Directions for this task
Reproduce the records below verbatim, beginning with the line that contains "Where can the zebra's head" and ending after the line that contains "<point>381,225</point>", with both of those lines included. Omit the picture from your reproduction.
--------
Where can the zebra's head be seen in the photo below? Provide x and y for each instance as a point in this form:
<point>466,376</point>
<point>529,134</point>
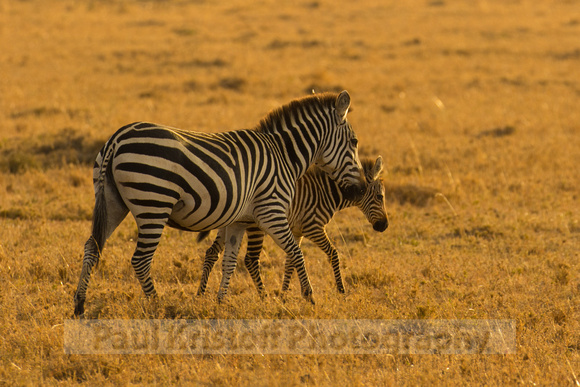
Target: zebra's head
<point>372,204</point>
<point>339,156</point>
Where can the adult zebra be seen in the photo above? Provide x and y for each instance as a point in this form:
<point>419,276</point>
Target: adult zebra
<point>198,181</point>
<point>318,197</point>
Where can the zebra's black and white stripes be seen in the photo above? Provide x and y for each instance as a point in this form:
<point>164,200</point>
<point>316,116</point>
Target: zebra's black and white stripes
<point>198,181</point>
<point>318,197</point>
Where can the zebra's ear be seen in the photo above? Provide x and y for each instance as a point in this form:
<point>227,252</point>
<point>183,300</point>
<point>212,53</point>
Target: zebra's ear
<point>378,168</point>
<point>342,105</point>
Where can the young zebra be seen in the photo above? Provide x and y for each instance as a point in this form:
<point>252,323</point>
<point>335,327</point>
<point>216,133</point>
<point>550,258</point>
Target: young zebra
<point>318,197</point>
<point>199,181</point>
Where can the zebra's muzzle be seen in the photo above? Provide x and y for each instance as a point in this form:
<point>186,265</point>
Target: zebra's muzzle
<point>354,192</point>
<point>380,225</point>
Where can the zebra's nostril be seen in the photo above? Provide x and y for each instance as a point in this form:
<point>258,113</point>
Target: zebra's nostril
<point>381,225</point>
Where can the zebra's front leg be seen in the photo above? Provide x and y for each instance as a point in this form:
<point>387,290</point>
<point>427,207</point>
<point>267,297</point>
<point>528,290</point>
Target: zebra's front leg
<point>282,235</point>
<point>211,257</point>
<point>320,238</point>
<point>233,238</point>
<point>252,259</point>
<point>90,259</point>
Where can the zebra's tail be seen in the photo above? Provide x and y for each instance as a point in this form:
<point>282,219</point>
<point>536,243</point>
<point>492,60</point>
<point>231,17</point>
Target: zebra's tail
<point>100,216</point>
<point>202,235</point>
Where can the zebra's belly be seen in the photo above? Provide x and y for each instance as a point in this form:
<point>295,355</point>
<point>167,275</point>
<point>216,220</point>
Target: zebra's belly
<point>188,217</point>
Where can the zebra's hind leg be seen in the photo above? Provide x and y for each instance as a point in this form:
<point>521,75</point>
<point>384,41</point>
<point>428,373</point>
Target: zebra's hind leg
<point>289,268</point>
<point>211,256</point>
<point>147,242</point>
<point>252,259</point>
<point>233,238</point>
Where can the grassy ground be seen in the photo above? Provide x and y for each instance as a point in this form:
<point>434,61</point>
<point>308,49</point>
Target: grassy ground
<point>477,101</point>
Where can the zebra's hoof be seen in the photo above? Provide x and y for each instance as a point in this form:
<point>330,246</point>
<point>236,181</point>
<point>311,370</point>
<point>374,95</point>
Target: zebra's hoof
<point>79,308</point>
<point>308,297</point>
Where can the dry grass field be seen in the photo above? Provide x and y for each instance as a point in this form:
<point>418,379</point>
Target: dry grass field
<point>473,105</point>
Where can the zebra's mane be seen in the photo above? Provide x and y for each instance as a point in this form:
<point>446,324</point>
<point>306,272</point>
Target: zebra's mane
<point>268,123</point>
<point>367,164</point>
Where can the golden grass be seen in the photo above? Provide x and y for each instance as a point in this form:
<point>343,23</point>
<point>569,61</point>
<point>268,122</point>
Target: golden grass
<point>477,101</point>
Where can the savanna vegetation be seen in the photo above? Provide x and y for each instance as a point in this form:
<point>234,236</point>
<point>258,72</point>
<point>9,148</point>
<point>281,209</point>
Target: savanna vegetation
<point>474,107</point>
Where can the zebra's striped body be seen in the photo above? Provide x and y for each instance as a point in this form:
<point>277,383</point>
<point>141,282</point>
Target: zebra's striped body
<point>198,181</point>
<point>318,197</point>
--------
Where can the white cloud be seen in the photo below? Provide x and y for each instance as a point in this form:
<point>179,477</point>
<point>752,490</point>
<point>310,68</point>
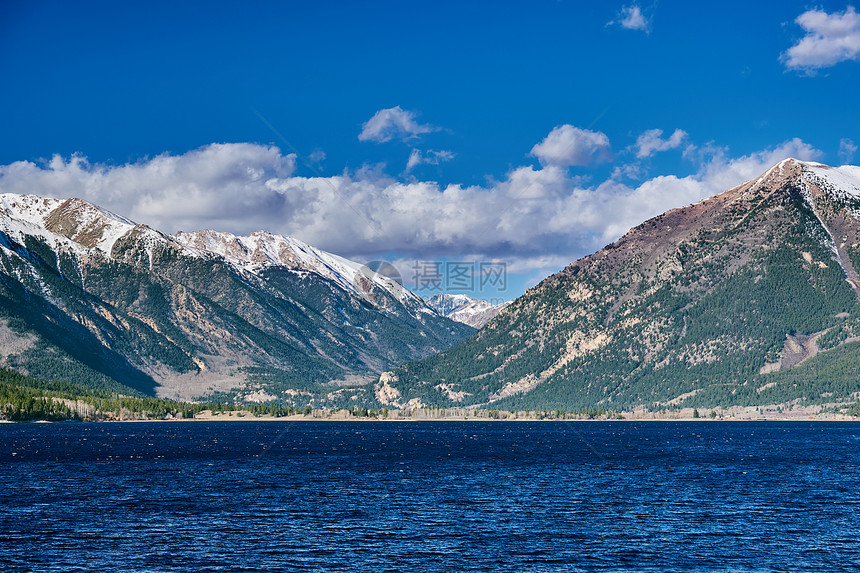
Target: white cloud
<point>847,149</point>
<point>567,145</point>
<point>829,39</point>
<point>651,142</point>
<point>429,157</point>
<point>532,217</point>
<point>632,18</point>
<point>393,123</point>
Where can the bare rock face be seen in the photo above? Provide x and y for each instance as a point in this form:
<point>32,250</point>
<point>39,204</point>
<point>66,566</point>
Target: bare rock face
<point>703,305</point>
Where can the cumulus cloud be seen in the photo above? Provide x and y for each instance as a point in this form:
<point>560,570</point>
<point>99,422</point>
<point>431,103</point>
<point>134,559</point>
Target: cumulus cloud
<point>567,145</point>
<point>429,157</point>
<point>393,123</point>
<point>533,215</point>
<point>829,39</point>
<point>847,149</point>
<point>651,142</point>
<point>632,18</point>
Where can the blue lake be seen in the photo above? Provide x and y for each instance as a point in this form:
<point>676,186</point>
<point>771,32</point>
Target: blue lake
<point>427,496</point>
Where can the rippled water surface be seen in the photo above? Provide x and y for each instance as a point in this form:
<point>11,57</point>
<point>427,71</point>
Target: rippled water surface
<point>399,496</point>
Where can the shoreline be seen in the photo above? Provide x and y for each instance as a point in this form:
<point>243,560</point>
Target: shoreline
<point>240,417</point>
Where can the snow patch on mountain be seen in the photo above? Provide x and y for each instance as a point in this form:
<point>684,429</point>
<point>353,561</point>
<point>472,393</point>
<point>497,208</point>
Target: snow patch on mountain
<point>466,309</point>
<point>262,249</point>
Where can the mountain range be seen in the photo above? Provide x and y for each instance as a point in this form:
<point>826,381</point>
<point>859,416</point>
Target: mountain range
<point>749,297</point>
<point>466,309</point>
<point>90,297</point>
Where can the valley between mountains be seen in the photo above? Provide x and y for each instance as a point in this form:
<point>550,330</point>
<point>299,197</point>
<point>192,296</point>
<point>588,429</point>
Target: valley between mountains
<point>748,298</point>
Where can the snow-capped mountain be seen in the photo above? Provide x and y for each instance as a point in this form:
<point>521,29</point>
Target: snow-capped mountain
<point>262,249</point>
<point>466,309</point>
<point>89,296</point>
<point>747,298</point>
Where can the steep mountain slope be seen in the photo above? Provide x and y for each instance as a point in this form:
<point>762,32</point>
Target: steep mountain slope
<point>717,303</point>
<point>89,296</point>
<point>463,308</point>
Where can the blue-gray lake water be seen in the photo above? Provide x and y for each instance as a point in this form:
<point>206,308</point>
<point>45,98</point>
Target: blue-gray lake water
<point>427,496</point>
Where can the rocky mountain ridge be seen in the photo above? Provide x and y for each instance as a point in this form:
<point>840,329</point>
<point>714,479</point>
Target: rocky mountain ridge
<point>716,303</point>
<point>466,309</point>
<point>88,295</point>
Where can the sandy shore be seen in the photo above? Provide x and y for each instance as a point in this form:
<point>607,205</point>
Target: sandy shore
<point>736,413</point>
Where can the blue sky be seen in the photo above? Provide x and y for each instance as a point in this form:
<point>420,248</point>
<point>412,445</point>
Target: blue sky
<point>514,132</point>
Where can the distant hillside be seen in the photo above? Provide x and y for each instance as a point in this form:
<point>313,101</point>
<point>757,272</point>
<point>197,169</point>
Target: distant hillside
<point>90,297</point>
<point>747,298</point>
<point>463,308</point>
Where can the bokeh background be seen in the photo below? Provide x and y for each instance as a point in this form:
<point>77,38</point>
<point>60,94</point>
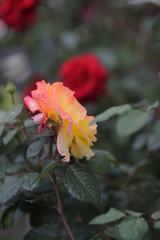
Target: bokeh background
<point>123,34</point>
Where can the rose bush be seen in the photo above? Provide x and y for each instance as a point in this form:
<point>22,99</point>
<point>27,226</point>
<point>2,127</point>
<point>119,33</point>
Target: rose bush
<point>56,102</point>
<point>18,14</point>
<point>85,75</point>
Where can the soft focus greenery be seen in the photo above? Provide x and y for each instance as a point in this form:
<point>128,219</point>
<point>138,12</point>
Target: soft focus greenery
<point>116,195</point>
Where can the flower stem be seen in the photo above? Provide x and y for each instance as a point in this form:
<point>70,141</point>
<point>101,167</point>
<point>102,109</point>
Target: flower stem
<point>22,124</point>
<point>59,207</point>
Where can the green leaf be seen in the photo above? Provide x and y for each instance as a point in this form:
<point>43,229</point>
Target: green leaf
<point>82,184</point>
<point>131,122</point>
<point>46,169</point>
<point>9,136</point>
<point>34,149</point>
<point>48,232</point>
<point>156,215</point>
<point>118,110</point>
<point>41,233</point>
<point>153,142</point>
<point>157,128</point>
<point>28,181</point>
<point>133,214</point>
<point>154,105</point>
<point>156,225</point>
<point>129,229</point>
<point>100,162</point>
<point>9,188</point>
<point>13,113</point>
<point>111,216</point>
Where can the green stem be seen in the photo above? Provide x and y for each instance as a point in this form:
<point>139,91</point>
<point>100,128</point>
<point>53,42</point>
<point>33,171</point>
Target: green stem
--------
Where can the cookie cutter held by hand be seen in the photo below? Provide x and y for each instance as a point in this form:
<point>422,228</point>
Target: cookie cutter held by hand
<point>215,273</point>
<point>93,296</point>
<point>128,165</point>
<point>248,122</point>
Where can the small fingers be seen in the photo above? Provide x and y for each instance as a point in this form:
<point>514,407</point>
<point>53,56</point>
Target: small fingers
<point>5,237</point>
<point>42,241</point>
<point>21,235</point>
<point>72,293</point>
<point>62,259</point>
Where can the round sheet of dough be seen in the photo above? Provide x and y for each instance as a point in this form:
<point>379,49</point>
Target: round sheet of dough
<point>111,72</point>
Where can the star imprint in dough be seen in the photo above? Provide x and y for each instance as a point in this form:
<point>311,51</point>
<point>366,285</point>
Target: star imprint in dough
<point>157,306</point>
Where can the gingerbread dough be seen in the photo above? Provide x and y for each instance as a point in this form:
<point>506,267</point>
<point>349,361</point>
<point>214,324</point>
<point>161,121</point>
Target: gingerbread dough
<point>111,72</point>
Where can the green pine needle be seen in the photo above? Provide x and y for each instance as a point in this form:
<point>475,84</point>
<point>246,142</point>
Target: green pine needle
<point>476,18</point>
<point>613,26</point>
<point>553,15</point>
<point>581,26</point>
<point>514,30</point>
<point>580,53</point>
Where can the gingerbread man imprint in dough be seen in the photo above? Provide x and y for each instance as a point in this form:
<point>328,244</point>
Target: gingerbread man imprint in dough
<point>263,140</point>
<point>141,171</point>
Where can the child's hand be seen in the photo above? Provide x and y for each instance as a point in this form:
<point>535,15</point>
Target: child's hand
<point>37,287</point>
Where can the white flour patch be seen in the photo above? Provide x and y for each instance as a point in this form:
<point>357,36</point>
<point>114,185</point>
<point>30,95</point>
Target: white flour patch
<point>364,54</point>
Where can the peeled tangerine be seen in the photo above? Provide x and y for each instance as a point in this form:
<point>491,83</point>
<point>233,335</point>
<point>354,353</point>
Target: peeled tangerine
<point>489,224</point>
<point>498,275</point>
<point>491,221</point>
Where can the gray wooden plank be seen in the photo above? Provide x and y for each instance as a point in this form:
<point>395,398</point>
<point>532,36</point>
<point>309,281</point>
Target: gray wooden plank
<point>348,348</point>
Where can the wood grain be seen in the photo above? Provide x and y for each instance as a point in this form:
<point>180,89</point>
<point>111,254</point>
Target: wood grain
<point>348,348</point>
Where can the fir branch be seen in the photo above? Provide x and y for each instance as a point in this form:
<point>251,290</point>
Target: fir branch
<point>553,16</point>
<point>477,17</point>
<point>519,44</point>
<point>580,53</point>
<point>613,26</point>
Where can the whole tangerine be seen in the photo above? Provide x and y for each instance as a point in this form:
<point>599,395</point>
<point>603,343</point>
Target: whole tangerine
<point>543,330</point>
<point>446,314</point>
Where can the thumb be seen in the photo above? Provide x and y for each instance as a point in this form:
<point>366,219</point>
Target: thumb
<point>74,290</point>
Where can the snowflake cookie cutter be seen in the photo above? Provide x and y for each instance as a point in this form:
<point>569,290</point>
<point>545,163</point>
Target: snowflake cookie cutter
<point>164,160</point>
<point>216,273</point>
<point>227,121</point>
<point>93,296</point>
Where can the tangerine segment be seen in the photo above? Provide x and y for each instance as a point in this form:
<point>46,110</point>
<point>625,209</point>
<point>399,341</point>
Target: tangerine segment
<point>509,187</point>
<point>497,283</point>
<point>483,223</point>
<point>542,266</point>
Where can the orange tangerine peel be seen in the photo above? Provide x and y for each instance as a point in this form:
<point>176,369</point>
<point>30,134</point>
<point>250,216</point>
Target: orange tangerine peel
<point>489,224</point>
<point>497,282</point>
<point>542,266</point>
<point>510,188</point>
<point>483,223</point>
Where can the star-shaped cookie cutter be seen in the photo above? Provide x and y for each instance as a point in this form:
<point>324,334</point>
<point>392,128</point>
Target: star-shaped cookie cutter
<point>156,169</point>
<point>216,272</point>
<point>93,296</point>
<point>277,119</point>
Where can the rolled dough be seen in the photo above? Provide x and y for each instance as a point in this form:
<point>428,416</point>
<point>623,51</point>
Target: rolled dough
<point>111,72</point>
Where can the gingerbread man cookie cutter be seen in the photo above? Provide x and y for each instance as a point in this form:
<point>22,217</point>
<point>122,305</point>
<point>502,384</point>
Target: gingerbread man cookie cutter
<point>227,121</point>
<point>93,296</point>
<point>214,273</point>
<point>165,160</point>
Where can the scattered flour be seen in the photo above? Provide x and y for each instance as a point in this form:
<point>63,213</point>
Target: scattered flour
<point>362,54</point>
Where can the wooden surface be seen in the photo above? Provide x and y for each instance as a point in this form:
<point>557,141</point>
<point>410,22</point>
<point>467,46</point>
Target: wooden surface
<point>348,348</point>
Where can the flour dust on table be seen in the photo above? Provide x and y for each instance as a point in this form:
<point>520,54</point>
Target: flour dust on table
--------
Task answer
Where can the zebra's head be seen in the photo below? Provide x and y for each instance as a point in this form:
<point>466,376</point>
<point>529,134</point>
Target: zebra's head
<point>372,204</point>
<point>339,156</point>
Where can the adult zebra be seen in the photo above? Provide x and y for each instance as a point in this form:
<point>419,276</point>
Target: adult zebra
<point>198,181</point>
<point>318,197</point>
Where can the zebra's black and white stripes be seen in the photo above? Provide x and y for each instance as a point in this form:
<point>164,200</point>
<point>316,116</point>
Target: zebra's black and white stripes
<point>198,181</point>
<point>318,197</point>
Where can the zebra's ear be seen in the photo above? Provide x and y for each instance as a point in this form:
<point>227,252</point>
<point>183,300</point>
<point>212,53</point>
Target: zebra's ear
<point>378,168</point>
<point>342,105</point>
Where can the young zebra be seen in the photo above? Provide x and y for each instance as a point in this form:
<point>252,323</point>
<point>335,327</point>
<point>216,133</point>
<point>550,258</point>
Target: young zebra
<point>318,197</point>
<point>199,181</point>
Where can the zebra's muzzle be seen in the photo above? Provide x and y for each instance as a point in this form:
<point>186,265</point>
Target: zebra's muzzle
<point>354,192</point>
<point>380,225</point>
Where can the zebra's nostril be seen in the photo above? Provide x and y for each instance as a point in this form:
<point>258,113</point>
Target: zebra's nostril
<point>381,225</point>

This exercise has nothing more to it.